* _WHAT IS ASKED_
Reproduce word for word the part of the items that opens with their first line and closes with the line containing "(1358, 352)". Include both of those lines and nothing beyond them.

* _LISTED RECORDS_
◇ ◇ ◇ ◇ ◇ ◇ ◇

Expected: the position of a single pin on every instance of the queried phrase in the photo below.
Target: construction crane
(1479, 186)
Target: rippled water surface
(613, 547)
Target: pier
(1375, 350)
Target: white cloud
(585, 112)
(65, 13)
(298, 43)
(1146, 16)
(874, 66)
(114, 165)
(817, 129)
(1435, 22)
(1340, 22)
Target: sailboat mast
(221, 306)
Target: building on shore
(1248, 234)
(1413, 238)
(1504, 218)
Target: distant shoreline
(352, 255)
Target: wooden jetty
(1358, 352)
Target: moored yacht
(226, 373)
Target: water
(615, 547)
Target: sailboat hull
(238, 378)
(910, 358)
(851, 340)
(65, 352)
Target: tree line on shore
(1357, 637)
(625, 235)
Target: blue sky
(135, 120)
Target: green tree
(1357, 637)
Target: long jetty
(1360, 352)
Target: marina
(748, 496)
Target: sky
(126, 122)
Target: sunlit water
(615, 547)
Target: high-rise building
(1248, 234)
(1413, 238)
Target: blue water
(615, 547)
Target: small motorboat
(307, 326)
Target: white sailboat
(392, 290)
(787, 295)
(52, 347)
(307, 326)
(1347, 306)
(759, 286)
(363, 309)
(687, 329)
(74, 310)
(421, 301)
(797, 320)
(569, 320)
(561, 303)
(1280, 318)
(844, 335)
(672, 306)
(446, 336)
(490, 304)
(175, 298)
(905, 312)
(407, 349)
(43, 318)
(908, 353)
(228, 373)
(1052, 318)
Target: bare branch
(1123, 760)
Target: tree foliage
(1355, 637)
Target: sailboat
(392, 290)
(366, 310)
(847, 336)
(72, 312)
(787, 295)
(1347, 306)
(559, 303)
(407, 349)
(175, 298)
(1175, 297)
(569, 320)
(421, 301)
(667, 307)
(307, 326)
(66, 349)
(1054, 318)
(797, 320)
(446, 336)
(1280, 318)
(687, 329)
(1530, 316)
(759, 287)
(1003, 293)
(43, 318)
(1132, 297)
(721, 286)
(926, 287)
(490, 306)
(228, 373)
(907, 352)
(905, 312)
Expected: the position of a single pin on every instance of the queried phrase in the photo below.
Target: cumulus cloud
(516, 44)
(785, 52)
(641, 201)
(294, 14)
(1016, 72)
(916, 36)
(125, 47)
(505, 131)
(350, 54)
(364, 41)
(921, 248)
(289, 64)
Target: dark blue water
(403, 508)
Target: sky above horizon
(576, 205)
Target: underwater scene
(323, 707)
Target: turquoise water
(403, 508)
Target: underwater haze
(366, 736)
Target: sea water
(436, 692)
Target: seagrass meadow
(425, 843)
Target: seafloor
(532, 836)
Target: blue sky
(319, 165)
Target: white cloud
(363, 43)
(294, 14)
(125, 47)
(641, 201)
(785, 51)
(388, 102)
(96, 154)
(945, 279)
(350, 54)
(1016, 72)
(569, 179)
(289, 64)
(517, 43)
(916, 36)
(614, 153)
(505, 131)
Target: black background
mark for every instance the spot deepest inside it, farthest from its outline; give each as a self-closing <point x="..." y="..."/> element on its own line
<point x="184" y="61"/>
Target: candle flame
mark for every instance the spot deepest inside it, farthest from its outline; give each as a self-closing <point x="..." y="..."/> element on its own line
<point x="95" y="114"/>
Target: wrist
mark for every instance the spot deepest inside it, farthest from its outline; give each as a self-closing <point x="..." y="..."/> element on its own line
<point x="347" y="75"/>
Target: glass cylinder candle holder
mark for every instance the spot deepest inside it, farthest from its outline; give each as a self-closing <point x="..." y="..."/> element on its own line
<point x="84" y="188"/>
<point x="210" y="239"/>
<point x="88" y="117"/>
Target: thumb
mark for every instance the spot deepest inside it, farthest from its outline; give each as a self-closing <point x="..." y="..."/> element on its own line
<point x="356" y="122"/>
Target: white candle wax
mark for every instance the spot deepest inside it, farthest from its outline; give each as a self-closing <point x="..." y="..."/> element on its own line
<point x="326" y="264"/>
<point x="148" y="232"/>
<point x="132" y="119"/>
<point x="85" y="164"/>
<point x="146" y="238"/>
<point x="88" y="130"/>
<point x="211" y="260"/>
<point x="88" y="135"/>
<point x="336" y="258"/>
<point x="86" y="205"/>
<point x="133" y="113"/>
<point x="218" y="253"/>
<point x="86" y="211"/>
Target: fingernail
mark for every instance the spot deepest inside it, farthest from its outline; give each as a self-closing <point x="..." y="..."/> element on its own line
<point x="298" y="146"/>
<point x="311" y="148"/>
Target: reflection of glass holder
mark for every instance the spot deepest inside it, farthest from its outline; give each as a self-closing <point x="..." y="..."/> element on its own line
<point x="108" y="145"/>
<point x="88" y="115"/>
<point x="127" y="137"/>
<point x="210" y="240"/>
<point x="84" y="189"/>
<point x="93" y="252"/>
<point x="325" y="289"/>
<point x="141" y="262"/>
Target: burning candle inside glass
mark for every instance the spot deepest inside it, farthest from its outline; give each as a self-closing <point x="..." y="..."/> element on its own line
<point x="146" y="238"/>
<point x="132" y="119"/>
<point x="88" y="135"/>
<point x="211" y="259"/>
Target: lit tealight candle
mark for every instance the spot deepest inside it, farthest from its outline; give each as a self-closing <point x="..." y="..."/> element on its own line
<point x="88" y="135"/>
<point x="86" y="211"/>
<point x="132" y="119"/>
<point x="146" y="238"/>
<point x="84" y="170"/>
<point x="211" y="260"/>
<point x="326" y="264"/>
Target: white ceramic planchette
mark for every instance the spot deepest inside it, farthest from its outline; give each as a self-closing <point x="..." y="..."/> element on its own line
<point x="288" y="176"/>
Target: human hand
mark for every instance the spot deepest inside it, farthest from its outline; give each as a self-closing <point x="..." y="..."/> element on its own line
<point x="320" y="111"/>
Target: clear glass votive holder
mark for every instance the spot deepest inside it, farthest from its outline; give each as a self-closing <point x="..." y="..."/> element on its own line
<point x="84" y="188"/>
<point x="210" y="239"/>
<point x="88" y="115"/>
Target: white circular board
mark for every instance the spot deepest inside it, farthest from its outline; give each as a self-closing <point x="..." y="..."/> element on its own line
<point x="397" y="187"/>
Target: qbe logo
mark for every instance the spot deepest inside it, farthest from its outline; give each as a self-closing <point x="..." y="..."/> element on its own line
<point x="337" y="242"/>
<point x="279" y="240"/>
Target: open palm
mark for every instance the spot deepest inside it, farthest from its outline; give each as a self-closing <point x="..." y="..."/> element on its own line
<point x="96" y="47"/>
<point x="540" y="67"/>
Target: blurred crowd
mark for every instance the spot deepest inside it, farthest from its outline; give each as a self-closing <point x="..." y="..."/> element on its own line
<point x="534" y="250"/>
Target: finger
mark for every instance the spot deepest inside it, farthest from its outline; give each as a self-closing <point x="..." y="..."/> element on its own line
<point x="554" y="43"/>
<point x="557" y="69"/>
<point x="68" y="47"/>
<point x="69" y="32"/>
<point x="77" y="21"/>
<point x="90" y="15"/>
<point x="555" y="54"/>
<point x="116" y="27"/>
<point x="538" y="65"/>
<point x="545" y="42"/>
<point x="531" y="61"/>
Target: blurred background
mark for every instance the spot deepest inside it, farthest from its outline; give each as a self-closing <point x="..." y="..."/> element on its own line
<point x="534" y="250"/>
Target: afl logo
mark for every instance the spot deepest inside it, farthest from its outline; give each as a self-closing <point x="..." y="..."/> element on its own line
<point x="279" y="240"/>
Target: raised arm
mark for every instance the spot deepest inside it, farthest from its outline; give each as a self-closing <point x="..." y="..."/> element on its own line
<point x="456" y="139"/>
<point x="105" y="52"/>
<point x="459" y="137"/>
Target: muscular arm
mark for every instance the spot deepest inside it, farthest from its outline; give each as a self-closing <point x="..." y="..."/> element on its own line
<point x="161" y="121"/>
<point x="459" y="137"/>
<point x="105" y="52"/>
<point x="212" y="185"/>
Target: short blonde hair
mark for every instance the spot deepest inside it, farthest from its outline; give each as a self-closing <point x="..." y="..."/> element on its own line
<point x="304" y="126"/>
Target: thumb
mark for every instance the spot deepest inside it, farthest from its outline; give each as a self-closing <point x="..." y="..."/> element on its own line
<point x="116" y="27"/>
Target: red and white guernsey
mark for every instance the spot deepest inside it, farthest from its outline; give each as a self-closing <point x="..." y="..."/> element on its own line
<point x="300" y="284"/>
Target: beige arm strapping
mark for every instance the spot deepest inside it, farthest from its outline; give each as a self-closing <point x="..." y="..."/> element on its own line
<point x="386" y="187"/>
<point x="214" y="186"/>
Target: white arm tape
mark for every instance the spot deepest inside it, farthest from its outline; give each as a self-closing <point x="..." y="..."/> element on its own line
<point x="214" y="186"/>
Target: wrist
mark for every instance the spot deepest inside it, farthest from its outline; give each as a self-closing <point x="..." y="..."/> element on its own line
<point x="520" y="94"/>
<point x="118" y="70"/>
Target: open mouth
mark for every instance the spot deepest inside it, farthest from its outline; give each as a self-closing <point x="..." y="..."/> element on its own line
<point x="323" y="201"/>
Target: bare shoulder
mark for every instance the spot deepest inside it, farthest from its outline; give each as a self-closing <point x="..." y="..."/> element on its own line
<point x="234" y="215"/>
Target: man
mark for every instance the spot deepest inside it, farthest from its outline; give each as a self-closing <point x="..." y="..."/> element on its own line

◇ ◇ ◇ ◇ ◇ ◇ ◇

* _RESULT FOR THIS TASK_
Expected: the position of a single pin on every instance of the queried phrase in the photo below.
Target: construction crane
(1479, 186)
Target: rippled water surface
(613, 547)
Target: pier
(1375, 350)
Target: white cloud
(585, 112)
(65, 13)
(298, 43)
(1146, 16)
(874, 66)
(114, 165)
(817, 129)
(1435, 22)
(1340, 22)
Target: sailboat mast
(221, 306)
Target: building on shore
(1248, 234)
(1413, 238)
(1504, 218)
Target: distant shoreline
(352, 255)
Target: wooden jetty
(1358, 352)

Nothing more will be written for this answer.